=== Exercise description ===
Extract every line in the entries below that contains the string "lapel", and copy each one in full.

=== Available records ===
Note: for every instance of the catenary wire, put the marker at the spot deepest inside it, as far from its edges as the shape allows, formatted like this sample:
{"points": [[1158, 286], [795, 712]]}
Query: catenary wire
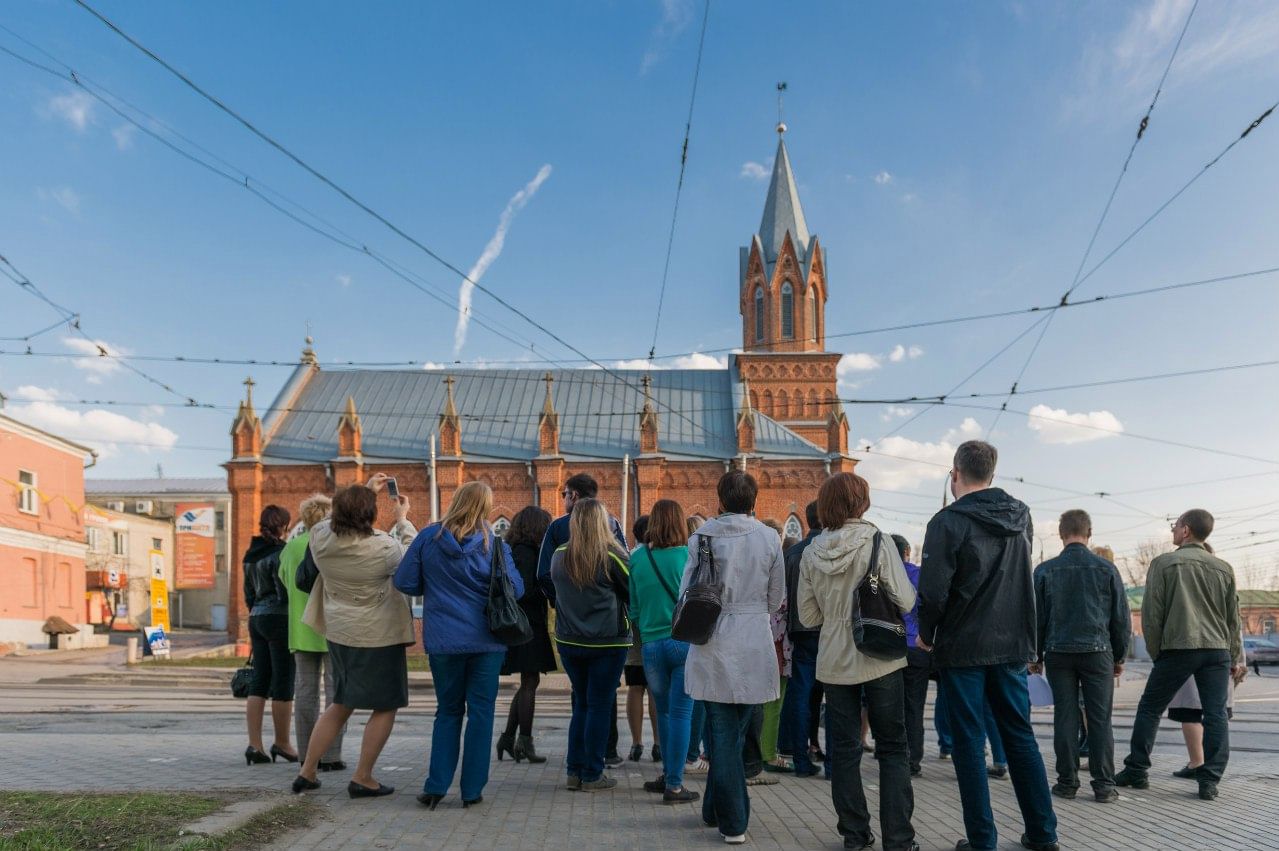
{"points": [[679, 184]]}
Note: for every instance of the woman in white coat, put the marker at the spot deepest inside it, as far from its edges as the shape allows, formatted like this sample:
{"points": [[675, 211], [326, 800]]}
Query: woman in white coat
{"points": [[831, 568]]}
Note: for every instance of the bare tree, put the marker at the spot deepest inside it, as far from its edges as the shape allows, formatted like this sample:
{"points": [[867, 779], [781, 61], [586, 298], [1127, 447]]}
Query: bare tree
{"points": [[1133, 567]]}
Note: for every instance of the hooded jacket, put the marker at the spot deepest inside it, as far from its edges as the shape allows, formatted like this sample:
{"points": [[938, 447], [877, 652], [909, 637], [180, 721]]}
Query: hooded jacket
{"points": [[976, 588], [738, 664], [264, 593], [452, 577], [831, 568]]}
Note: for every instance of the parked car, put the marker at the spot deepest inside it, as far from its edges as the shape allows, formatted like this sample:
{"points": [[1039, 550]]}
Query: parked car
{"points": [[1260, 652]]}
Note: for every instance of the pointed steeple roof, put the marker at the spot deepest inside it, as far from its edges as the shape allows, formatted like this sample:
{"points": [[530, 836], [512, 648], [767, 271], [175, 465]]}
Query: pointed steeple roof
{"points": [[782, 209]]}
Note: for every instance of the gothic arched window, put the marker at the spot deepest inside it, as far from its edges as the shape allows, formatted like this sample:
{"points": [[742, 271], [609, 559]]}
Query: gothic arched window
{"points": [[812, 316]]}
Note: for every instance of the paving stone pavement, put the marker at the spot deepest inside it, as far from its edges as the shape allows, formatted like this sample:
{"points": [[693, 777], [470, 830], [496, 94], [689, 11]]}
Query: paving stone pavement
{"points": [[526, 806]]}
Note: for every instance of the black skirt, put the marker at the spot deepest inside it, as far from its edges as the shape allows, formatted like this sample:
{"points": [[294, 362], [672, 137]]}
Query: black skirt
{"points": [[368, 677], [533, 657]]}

---

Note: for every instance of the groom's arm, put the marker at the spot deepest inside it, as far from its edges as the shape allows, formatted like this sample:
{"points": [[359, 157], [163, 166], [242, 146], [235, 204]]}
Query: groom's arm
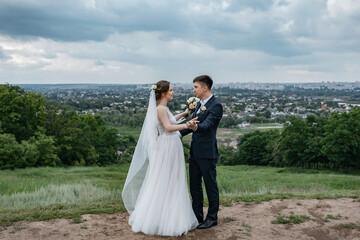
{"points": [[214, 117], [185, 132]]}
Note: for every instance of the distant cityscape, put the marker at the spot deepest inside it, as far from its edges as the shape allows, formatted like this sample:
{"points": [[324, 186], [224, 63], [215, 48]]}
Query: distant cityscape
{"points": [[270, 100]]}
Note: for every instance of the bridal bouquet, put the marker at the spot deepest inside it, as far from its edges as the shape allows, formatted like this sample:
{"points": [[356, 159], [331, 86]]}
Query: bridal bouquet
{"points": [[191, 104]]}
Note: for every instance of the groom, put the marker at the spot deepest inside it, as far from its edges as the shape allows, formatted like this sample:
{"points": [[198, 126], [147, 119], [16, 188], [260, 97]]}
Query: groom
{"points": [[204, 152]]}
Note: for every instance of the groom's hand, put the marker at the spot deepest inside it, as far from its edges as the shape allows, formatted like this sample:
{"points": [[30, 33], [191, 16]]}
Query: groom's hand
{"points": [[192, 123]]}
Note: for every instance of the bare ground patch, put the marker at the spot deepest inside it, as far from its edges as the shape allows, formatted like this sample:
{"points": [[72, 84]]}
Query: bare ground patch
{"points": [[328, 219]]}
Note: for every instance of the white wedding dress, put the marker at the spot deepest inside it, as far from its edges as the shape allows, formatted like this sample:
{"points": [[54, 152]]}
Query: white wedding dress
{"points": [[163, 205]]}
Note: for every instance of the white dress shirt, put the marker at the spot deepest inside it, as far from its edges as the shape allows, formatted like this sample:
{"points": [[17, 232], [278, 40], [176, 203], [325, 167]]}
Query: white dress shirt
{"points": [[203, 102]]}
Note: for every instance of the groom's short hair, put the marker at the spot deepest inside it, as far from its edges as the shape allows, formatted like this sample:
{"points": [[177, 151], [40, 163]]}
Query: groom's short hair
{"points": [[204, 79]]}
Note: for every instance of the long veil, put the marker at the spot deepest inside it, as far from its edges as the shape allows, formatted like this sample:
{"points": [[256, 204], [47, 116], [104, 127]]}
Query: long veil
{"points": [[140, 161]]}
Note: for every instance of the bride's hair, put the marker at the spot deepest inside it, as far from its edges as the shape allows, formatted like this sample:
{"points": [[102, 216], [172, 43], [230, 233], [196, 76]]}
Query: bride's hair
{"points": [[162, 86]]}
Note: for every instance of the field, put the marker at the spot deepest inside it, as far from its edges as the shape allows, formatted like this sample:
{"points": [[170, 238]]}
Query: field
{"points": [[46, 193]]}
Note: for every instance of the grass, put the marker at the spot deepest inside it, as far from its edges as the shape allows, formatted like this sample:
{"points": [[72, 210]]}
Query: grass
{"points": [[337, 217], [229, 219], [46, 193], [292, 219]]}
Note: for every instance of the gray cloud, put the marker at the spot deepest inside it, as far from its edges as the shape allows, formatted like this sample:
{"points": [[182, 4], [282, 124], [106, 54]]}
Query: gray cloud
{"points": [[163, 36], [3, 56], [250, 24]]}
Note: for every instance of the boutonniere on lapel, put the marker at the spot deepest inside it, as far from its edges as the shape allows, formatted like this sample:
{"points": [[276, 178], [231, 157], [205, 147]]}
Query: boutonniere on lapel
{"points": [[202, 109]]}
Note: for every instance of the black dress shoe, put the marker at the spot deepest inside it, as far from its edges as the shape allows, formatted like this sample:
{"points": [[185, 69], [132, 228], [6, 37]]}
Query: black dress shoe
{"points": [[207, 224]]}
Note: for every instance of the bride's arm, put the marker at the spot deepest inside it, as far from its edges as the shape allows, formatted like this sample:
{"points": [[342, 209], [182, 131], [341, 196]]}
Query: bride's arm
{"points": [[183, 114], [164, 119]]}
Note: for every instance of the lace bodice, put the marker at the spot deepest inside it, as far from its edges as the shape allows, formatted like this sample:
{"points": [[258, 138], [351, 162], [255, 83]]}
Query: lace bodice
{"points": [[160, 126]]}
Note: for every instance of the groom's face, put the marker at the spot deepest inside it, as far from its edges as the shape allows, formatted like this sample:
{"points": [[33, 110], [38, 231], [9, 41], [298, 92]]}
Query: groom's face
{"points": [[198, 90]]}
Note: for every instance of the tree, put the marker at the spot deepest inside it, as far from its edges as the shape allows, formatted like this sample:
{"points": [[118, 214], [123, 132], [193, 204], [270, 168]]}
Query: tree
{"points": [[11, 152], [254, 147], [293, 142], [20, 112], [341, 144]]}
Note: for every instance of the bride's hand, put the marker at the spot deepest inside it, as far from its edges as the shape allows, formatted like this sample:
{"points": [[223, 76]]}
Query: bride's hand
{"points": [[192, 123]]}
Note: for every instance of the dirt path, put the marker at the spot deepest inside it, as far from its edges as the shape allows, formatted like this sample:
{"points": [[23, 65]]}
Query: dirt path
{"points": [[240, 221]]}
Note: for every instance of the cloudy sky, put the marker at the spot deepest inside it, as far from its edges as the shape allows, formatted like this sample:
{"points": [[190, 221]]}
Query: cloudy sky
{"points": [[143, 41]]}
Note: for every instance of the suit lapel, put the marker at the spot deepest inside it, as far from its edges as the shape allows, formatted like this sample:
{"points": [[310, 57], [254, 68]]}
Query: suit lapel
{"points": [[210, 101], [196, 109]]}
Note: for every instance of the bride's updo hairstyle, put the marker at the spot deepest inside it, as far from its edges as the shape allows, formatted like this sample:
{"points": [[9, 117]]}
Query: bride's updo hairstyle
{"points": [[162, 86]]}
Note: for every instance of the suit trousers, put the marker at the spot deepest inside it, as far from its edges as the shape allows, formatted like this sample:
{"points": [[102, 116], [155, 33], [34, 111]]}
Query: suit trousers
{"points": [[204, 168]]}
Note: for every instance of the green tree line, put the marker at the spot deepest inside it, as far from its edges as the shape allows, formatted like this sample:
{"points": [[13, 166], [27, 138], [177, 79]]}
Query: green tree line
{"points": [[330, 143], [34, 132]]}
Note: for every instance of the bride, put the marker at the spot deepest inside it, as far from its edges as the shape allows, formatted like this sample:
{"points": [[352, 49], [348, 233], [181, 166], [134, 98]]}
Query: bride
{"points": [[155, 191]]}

=== Exercise result ===
Note: for every instance of the boutonniere on lapel, put the marker at the spot deepest inside it, as far from its edges as the shape allows, formatted like this sample:
Query: boutonniere on lapel
Note: for every instance of the suit lapel, put the marker at the spot deepest inside it, as far from its edges as the shape allows, formatted like this sample:
Query: suit lapel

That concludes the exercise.